═════ Texto de origem ═════

|
Texto Anterior | Próximo Texto | Índice
CARLOS HEITOR CONY
Mancha
RIO DE JANEIRO - Seria bom se não fosse verdade. De um ser humano, tudo se espera e, na atual fase da sociedade em que vivemos, o que se espera
de pior acaba acontecendo.
Jogar o livro sagrado dos muçulmanos no vaso sanitário e puxar a descarga, episódio que aconteceu em
Guantánamo, onde prisioneiros indesejáveis à "pax" norte-americana
vivem em regime de campo de concentração, seria inimaginável. Poderia parecer um delírio anticapitalista,
uma histeria contra os Estados Unidos, contra Bush.

═════ Trecho da listagem ═════

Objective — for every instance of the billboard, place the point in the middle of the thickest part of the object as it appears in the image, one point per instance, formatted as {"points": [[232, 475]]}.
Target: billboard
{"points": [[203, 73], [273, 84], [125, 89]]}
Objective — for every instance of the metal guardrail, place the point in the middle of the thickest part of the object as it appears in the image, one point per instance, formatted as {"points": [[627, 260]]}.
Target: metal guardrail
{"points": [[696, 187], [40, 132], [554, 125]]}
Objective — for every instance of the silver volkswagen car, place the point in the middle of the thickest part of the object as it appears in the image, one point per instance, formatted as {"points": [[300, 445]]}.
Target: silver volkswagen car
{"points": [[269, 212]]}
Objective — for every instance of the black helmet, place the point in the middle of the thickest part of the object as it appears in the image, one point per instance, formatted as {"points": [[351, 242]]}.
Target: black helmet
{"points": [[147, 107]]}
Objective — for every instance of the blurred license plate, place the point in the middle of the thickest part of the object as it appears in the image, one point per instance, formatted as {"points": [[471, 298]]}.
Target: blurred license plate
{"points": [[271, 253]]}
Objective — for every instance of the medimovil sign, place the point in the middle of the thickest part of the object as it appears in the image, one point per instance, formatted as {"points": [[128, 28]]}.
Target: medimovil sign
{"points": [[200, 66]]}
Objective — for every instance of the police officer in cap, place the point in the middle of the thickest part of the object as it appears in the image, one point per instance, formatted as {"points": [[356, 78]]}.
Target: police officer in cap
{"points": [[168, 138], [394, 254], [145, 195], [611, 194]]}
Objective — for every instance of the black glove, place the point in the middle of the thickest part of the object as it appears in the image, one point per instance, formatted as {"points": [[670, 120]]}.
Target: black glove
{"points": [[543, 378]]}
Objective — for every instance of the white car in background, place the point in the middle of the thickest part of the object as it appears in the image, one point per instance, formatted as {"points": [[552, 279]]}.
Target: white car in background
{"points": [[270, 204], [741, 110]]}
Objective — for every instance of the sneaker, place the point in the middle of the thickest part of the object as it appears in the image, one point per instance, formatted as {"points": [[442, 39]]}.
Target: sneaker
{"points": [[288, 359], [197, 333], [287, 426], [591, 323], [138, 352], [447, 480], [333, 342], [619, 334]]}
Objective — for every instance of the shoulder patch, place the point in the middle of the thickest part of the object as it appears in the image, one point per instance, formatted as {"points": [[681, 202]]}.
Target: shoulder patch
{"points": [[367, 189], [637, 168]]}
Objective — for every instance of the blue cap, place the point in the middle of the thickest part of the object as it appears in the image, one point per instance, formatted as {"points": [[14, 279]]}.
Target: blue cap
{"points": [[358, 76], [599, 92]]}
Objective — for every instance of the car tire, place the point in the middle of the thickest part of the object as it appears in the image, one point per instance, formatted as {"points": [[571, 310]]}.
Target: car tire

═════

■ Tarefas do exercício ■
1. Quais lugares são citados pelo nome no texto sobre Guantánamo? Liste todos.
2. Atualize as linhas da listagem, começando na linha que contém "Objective — for every instance of the sneaker, place" e seguindo até o fim da listagem, trocando "thickest part" por "widest part" e mantendo todo o resto igual.

■ Respostas ■
1. Rio de Janeiro, Guantánamo, Estados Unidos

2.
Objective — for every instance of the sneaker, place the point in the middle of the widest part of the object as it appears in the image, one point per instance, formatted as {"points": [[442, 39]]}.
Target: sneaker
{"points": [[288, 359], [197, 333], [287, 426], [591, 323], [138, 352], [447, 480], [333, 342], [619, 334]]}
Objective — for every instance of the shoulder patch, place the point in the middle of the widest part of the object as it appears in the image, one point per instance, formatted as {"points": [[681, 202]]}.
Target: shoulder patch
{"points": [[367, 189], [637, 168]]}
Objective — for every instance of the blue cap, place the point in the middle of the widest part of the object as it appears in the image, one point per instance, formatted as {"points": [[14, 279]]}.
Target: blue cap
{"points": [[358, 76], [599, 92]]}
Objective — for every instance of the car tire, place the point in the middle of the widest part of the object as it appears in the image, one point per instance, formatted as {"points": [[571, 310]]}.
Target: car tire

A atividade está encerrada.